• DATA ENTRIES
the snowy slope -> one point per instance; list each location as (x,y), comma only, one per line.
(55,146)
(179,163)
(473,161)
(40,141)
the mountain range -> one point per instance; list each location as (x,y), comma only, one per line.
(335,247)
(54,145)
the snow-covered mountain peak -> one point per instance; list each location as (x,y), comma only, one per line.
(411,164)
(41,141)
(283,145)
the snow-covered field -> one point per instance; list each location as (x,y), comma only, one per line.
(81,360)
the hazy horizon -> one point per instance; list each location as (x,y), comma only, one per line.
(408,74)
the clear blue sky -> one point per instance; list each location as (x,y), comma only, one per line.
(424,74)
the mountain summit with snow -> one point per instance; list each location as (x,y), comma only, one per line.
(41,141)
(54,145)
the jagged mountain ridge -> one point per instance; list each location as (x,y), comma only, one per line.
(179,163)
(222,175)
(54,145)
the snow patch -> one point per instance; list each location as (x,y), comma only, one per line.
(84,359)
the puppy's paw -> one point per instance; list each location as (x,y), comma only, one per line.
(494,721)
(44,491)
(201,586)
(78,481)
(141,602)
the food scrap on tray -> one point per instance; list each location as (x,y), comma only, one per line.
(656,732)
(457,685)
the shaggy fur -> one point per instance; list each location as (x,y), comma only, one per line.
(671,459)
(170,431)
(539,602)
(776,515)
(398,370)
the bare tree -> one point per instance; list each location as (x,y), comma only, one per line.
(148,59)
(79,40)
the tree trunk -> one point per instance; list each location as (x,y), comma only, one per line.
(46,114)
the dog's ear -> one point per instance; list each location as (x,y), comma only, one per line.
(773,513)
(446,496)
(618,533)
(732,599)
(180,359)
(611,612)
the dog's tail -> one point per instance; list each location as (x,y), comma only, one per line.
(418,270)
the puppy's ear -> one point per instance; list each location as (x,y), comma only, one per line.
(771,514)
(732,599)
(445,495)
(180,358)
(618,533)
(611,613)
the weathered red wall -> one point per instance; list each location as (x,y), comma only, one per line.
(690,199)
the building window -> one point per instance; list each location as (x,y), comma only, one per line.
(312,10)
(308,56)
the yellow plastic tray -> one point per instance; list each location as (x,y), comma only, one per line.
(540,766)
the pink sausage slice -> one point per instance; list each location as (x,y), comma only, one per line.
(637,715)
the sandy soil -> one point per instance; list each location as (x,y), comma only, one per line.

• PROBLEM DETAILS
Can you edit the items above so that every "puppy" becomes "dog", leaving everything else as it is?

• IN RESPONSE
the snowy slope -> one point per instance; list each location as (x,y), comma only, one per line.
(55,146)
(179,163)
(473,161)
(40,141)
the mountain range -> one point per instance; list each location as (x,y), comma only, one per line.
(335,247)
(54,145)
the snow-covered mountain peak -> one point per instance; list each location as (x,y), comma only, one per line.
(411,164)
(41,141)
(283,145)
the snow-covered field -> one point per instance; list each location as (x,y), comma only, one per line.
(81,360)
the hazy horizon -> one point per instance; list each location as (x,y), comma only, one per line.
(408,74)
the clear blue sky -> one point per instance; list each location as (x,y), comma only, one per line.
(424,74)
the mountain summit with snow -> one point per instance; list each location as (x,y), comma only, one per line.
(41,141)
(54,145)
the jagged mountain ridge -> one point per instance; list each location as (x,y), comma only, one per line.
(179,163)
(222,175)
(54,145)
the snow patch -> one point per instance; list each location as (x,y), comma only, one per line.
(84,359)
the dog's paw -> one point per instance; list each location as (x,y), comma only, one per line.
(494,721)
(44,491)
(201,586)
(78,481)
(141,602)
the food scrap on tray -> one point per instance; list each location as (x,y), comma only, one per line.
(656,732)
(457,685)
the shaggy fur -> one point per instance; list each location as (x,y), comma only, one per line.
(671,459)
(170,431)
(539,602)
(776,515)
(398,370)
the bare tree -> one point per instance; list each location as (x,y), comma only, one per line.
(148,59)
(79,40)
the tree trunk -> one point per instance; list each location as (x,y), comma only, one per line.
(46,114)
the dog's ear -> one point per instance; list each location as (x,y), comma only, one per line.
(773,513)
(446,496)
(618,533)
(732,599)
(180,359)
(611,612)
the dog's tail -> one point per instance; list each location as (x,y), comma only, one per line.
(418,270)
the dog's ear -> one point per instance; list each location as (x,y), comma only, one per line.
(771,514)
(732,599)
(445,495)
(180,358)
(618,533)
(611,613)
the weathered red wall -> one point per instance; list each location as (x,y), comma only, one per line.
(690,199)
the building window -> one point per instance; list each location as (x,y), comma only, one per line.
(312,10)
(308,56)
the yellow plastic tray -> one point per instance; list each location as (x,y), comma only, one per line.
(540,766)
the pink sausage slice -> one point per instance; list each location as (x,y), comma only, one per line.
(637,715)
the sandy soil -> one point per instance; list each location as (x,y), comma only, one per line.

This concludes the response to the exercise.